### Supplied text
Former district court in Norway

Ringerike District Court (Ringerike tingrett) was a district court in Buskerud county, Norway. The court was based in Hønefoss. The court existed until 2021. It had jurisdiction over Hole Municipality, Jevnaker Municipality, and Ringerike Municipality. Cases from this court could be appealed to Borgarting Court of Appeal.

The court was a court of first instance. Its judicial duties were mainly to settle criminal cases and to resolve civil litigation as well as bankruptcy. The administration and registration tasks of the court included death registration, issuing certain certificates, performing duties of a notary public, and officiating civil wedding ceremonies. Cases from this court were heard by a combination of professional judges and lay judges.

==History==
The court was created on 9 August 1825, when the old district court covering both Ringerike and Hallingdal was divided. Originally, the Ringerike District Court covered Norderhov and Hole. From 1963-1977, the court was named Hønefoss District Court, but it was changed (back) to Ringerike District Court in 1977. In 2008, Jevnaker Municipality was transferred to this court district.

On 26 April 2021, Ringerike District Court was merged with the Asker og Bærum District Court to create the new Ringerike, Asker og Bærum District Court. (This was short-lived because in 2025, that new court was divided and Ringerike was moved to the new Ringerike og Hallingdal District Court).

### Tasks to carry out
1. In the text on Ringerike District Court, on what date was the court created?
2. Write out the text on Ringerike District Court between "The court was a" and "and lay judges.", inclusive.

### Record set
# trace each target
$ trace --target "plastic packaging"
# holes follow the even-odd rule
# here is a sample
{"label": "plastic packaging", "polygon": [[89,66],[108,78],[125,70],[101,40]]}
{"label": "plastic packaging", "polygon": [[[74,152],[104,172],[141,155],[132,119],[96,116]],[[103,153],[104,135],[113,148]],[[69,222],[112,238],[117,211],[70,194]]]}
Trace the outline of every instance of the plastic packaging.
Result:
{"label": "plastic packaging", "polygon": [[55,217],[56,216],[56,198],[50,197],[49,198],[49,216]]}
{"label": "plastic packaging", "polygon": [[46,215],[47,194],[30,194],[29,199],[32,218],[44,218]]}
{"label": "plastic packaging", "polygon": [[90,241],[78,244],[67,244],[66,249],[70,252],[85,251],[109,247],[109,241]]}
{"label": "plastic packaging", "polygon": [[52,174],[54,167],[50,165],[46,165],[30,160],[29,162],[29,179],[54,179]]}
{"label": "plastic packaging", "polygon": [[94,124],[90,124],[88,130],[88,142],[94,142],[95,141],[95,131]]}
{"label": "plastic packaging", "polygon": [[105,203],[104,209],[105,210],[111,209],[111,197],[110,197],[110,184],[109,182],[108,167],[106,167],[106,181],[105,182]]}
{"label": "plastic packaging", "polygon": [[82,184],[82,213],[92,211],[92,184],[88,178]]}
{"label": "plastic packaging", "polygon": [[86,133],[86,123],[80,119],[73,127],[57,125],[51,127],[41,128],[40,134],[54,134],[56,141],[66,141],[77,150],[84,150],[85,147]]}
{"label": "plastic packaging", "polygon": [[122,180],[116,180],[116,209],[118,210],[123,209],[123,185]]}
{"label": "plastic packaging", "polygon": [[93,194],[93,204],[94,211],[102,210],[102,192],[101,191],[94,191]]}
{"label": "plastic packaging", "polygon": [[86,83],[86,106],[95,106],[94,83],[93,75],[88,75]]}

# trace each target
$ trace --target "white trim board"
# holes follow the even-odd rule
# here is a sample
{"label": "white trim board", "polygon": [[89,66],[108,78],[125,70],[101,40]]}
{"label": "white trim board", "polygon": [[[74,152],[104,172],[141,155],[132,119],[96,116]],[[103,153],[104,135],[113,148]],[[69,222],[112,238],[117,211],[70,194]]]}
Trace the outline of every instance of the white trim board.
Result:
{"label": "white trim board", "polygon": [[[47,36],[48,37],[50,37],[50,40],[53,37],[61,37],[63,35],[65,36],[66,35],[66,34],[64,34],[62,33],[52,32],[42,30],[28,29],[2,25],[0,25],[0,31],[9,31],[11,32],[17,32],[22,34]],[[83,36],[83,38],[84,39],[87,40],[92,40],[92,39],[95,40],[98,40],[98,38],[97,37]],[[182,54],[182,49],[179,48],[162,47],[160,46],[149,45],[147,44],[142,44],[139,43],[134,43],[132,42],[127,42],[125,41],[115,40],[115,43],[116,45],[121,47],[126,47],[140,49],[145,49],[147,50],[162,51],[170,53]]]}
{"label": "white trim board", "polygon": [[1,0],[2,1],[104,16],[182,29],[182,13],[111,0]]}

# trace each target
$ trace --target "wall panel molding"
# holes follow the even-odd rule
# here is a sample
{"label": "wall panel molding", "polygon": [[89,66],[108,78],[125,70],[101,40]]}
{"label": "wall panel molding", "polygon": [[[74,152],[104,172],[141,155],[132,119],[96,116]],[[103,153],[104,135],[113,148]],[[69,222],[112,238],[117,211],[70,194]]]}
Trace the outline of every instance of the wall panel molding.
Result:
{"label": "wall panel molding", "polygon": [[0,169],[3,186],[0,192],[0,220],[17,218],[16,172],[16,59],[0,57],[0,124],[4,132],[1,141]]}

### Solutions to the exercise
1. 9 August 1825

2.
The court was a court of first instance. Its judicial duties were mainly to settle criminal cases and to resolve civil litigation as well as bankruptcy. The administration and registration tasks of the court included death registration, issuing certain certificates, performing duties of a notary public, and officiating civil wedding ceremonies. Cases from this court were heard by a combination of professional judges and lay judges.